> **Dataset excerpts**:
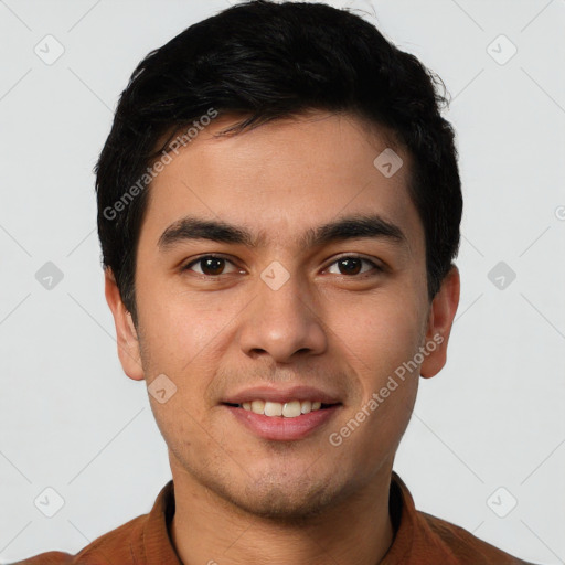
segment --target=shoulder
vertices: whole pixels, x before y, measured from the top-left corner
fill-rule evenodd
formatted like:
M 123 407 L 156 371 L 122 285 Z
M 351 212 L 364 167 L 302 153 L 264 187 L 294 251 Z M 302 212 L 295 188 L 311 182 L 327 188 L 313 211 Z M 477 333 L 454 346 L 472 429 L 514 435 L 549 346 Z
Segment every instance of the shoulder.
M 522 561 L 498 547 L 476 537 L 462 527 L 446 520 L 417 512 L 418 519 L 425 527 L 445 546 L 454 556 L 454 563 L 460 564 L 495 564 L 495 565 L 534 565 Z
M 138 543 L 140 529 L 146 519 L 147 514 L 137 516 L 103 534 L 76 555 L 58 551 L 46 552 L 11 565 L 108 565 L 108 555 L 111 555 L 113 562 L 120 565 L 132 564 L 132 548 Z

> **Work required**: Convert everything from the start of the entries down to the line containing "M 522 561 L", inclusive, into a JSON list of strings with one string per line and no blank lines. Leave the pictures out of the answer.

> **Answer to this exercise**:
[
  "segment --target=shoulder",
  "vertices: whole pixels, x before y, measured from the top-left corner",
  "fill-rule evenodd",
  "formatted like:",
  "M 123 407 L 156 371 L 122 285 Z",
  "M 351 212 L 364 167 L 302 153 L 264 187 L 294 251 Z M 302 212 L 295 188 L 311 182 L 327 188 L 313 211 Z M 477 333 L 454 346 L 472 429 L 514 435 L 549 346 Z",
  "Segment every instance of the shoulder.",
  "M 522 561 L 498 547 L 476 537 L 462 527 L 446 520 L 417 512 L 418 519 L 425 527 L 445 546 L 454 556 L 454 563 L 460 564 L 495 564 L 495 565 L 534 565 Z"
]